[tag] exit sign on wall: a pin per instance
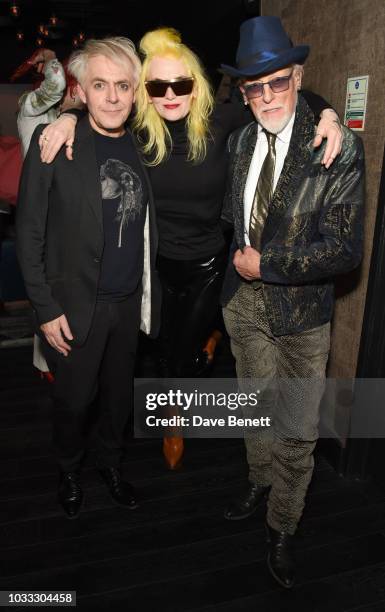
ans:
(355, 106)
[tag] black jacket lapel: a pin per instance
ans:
(86, 165)
(242, 163)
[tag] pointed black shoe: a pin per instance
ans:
(247, 504)
(121, 492)
(280, 559)
(70, 494)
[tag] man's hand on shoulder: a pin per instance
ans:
(57, 332)
(247, 263)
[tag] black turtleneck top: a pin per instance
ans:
(188, 196)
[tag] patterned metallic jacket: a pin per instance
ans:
(314, 228)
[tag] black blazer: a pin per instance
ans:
(60, 238)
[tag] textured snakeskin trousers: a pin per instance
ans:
(289, 372)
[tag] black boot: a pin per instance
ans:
(121, 492)
(247, 504)
(70, 494)
(279, 559)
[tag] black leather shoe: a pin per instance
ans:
(70, 494)
(279, 559)
(247, 504)
(121, 492)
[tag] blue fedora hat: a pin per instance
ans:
(264, 47)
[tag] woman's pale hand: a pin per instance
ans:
(329, 127)
(55, 135)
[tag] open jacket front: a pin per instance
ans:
(60, 237)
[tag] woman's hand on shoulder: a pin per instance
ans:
(55, 135)
(329, 127)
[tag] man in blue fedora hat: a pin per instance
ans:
(297, 223)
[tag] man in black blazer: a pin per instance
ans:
(86, 240)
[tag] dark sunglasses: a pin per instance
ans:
(180, 87)
(255, 90)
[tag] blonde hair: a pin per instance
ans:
(116, 48)
(167, 42)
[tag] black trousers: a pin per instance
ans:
(190, 298)
(102, 368)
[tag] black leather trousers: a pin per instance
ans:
(190, 302)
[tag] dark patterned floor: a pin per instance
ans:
(175, 553)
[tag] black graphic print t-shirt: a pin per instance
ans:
(124, 197)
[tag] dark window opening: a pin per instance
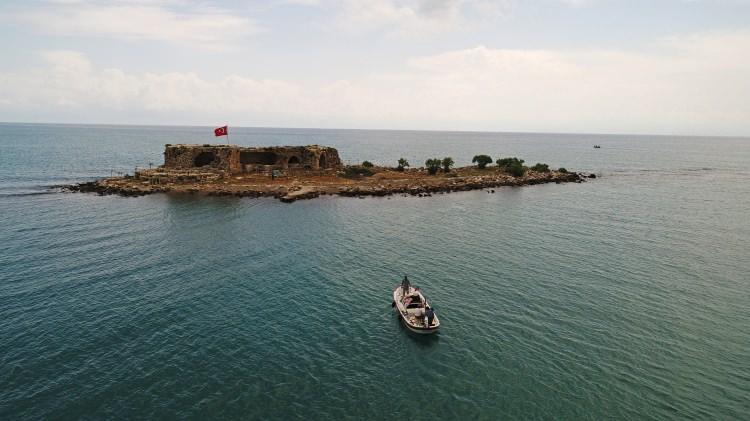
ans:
(265, 158)
(204, 158)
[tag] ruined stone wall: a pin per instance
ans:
(237, 159)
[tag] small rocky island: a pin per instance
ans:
(292, 173)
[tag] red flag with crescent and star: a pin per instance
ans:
(221, 131)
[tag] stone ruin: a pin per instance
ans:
(240, 159)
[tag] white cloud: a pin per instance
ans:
(415, 16)
(166, 21)
(690, 84)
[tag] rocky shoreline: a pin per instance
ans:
(385, 182)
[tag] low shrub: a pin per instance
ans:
(481, 161)
(447, 163)
(356, 171)
(516, 169)
(402, 163)
(433, 165)
(539, 167)
(507, 162)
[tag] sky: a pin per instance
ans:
(575, 66)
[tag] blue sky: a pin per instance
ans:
(660, 66)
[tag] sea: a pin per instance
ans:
(625, 297)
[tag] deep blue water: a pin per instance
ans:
(623, 298)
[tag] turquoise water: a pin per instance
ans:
(622, 298)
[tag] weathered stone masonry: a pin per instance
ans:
(238, 159)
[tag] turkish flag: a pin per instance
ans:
(221, 131)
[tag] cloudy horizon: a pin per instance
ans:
(577, 66)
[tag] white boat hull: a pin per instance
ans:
(412, 321)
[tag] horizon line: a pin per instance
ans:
(380, 129)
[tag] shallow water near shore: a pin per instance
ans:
(625, 297)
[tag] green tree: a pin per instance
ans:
(516, 169)
(539, 167)
(481, 161)
(504, 163)
(433, 165)
(447, 163)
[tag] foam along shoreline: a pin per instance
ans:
(306, 185)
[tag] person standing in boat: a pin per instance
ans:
(405, 285)
(429, 315)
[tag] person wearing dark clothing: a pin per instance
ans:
(405, 285)
(430, 314)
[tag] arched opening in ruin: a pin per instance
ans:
(293, 162)
(204, 158)
(263, 158)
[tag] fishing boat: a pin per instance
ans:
(413, 308)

---*---

▶ Exercise description
Locate the line that contains "[tag] sea: a pin per instance". Repeat it and every line after it, up to and including the final line, exactly.

▶ Right answer
[tag] sea: a pin per instance
ans:
(625, 297)
[tag] deep blue water: a pin per instance
ans:
(623, 298)
[tag] turquoise water: a pin per instance
ans:
(622, 298)
[tag] weathered stone masonry: a pin per instance
ans:
(238, 159)
[tag] turkish flag: a pin per instance
ans:
(221, 131)
[tag] cloudy horizon: a pin per instance
ans:
(577, 66)
[tag] white boat hull: a pin per instance
ans:
(412, 321)
[tag] horizon line: a pin per instance
ans:
(380, 129)
[tag] shallow water near shore: a pin per instance
ans:
(625, 297)
[tag] green tree: a pin per instance
ans:
(516, 169)
(539, 167)
(481, 161)
(504, 163)
(433, 165)
(447, 163)
[tag] foam along shoreline: a pin per instance
ans:
(306, 185)
[tag] person standing in boat: a pin per instance
ans:
(405, 285)
(429, 315)
[tag] person wearing dark clothing: a pin per instance
ans:
(405, 285)
(430, 314)
[tag] arched opening in ruin: a pin per instance
ans:
(293, 162)
(204, 158)
(263, 158)
[tag] fishing boat: a pin per instance
ans:
(413, 308)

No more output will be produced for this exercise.